# Help Identify breed please



## Dypak (Nov 12, 2013)

So, I found pictures of this particular cat that I instantly fell in love with and would love to have as a forever friend. Can anyone tell me what breed of cat this is? Links below:

http://i1308.photobucket.com/albums/s605/Dypak/kitty3_zps37954a41.jpg

http://i1308.photobucket.com/albums/s605/Dypak/kitty2_zpsa5c25408.jpg

http://i1308.photobucket.com/albums/s605/Dypak/kitty3_zps37954a41.jpg

Thanks!


----------



## Shybail (Nov 1, 2013)

Just looks like a domestic short hair to me like the cat on top of this forum far left. Unless you had some more pictures of back markings and such it's not easy for me to tell. Maybe someone else would know otherwise


----------



## Dypak (Nov 12, 2013)

Looks like I double posted one of the links and forgot to include this one.

http://i1308.photobucket.com/albums/s605/Dypak/kitty1_zps7c8bb616.jpg

Sorry, I couldn't find any pictures that had the back markings that looked close to these pictures.

I thought maybe a silver tabby shorthair, but I don't know if that's a true breed or not.


----------



## 10cats2dogs (Jun 16, 2013)

Absolutely adorable!!
Whatever the "Breed"!!!


----------



## Shybail (Nov 1, 2013)

Well shorthair you would probably mean domestic shorthair as the cat type. Silver tabby would just be the coloring. You can do a search and check the images for silver tabby. Most are not like the one you show. But searching the color may lead you somewhere to maybe a short hair breed mostly in that color or I think it may take a while to find it.


----------



## kittiesmom (Aug 27, 2013)

What a cutie, whatever he/she is if you fell in love its the one for you.


----------



## Dypak (Nov 12, 2013)

Thanks everyone.

### Provided records
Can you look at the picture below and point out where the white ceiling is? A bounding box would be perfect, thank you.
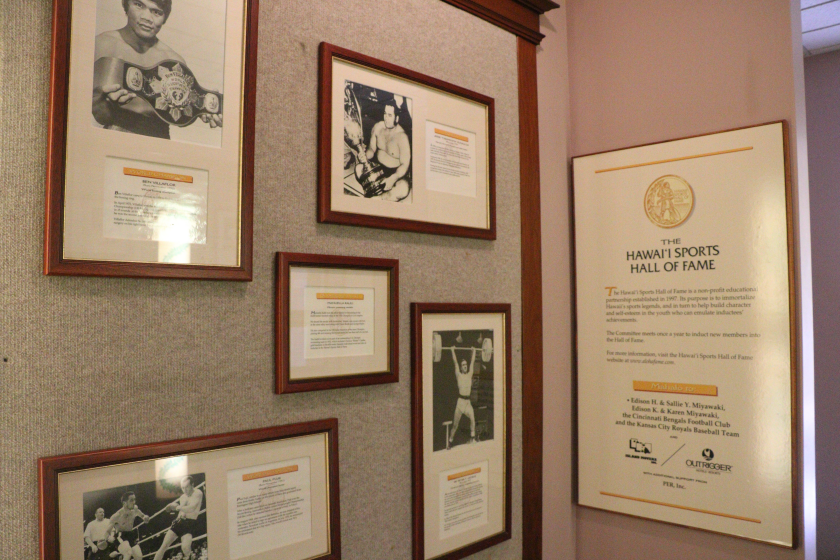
[801,0,840,56]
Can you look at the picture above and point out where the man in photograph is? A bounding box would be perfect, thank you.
[103,490,149,560]
[93,0,222,139]
[85,508,114,560]
[447,346,476,448]
[365,99,411,202]
[154,476,204,560]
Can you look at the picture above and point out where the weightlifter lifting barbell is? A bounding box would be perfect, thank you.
[432,333,493,449]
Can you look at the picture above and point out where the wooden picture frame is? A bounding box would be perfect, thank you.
[572,121,799,548]
[38,418,341,560]
[411,303,512,560]
[44,0,259,281]
[318,43,496,239]
[275,253,399,394]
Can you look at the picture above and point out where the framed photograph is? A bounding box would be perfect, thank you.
[411,303,511,560]
[38,418,341,560]
[275,253,399,394]
[573,122,798,547]
[318,43,496,239]
[44,0,258,280]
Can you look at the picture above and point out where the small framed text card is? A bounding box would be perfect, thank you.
[275,253,399,394]
[318,43,496,239]
[573,122,797,547]
[38,418,341,560]
[44,0,258,280]
[411,303,511,560]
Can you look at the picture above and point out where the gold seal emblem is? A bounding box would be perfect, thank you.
[645,175,694,228]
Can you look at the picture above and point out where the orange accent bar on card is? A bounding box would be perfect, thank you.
[435,128,470,142]
[633,381,718,397]
[446,467,481,480]
[601,492,761,523]
[242,465,298,482]
[123,167,192,183]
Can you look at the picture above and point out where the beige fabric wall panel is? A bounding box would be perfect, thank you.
[0,0,522,560]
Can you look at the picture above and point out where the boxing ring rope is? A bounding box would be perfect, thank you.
[135,481,207,528]
[143,533,207,558]
[137,508,207,544]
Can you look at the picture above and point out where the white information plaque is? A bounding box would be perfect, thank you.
[573,123,795,547]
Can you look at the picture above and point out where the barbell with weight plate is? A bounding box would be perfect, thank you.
[432,333,493,362]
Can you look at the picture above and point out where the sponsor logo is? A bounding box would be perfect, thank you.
[685,447,732,474]
[624,438,657,465]
[630,438,653,455]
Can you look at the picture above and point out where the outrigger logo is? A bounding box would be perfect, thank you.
[630,438,653,455]
[685,447,732,474]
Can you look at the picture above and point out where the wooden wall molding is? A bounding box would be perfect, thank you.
[443,0,560,45]
[443,0,560,560]
[517,37,543,560]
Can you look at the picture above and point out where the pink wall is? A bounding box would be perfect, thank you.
[805,51,840,560]
[537,5,576,560]
[564,0,812,560]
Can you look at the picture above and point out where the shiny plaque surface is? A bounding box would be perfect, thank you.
[573,123,795,547]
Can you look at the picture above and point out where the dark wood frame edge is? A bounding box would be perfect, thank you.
[38,418,341,560]
[411,303,512,560]
[43,0,259,281]
[274,252,400,395]
[317,42,496,240]
[569,119,801,550]
[443,0,560,45]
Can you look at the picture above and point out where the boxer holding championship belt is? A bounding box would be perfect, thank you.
[123,60,222,126]
[93,0,222,139]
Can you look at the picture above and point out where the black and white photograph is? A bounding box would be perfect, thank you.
[82,468,209,560]
[344,80,413,203]
[92,0,227,147]
[432,329,494,451]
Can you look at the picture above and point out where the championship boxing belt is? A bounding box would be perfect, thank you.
[122,60,223,126]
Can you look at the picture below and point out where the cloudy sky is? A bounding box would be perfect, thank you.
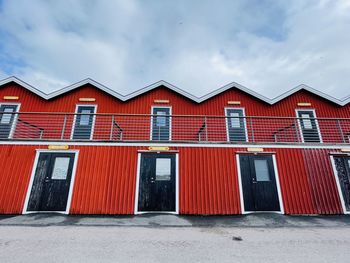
[0,0,350,98]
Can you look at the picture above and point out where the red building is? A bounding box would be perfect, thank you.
[0,77,350,214]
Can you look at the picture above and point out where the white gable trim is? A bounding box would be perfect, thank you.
[0,76,350,106]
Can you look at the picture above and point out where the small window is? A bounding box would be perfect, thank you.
[296,109,322,142]
[254,159,270,182]
[79,110,92,126]
[156,111,166,127]
[51,157,70,180]
[0,108,14,124]
[151,106,171,141]
[301,114,312,130]
[156,158,171,181]
[225,108,247,142]
[72,105,96,140]
[230,112,241,128]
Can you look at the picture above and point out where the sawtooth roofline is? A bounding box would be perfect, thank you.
[0,76,350,106]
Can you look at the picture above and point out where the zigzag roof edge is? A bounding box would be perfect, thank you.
[0,76,350,106]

### List of tasks
**a)** In the cat breed thread, what does Shybail say the term "silver tabby" describes?
**b)** Resume the cat breed thread from the point where it stops.

### Answer list
**a)** The cat's coloring.

**b)**
Shybail said:


> Well shorthair you would probably mean domestic shorthair as the cat type. Silver tabby would just be the coloring. You can do a search and check the images for silver tabby. Most are not like the one you show. But searching the color may lead you somewhere to maybe a short hair breed mostly in that color or I think it may take a while to find it.


I tried doing that and I ended up with a lot of cats that have a very dark pattern. I'll keep searching (even tried white tabby, but that pulled up more that were not what I'm looking for).

I appreciate your help, and if anyone does recognize the breed, please let me know.

Thanks!


----------



## Carmel (Nov 23, 2010)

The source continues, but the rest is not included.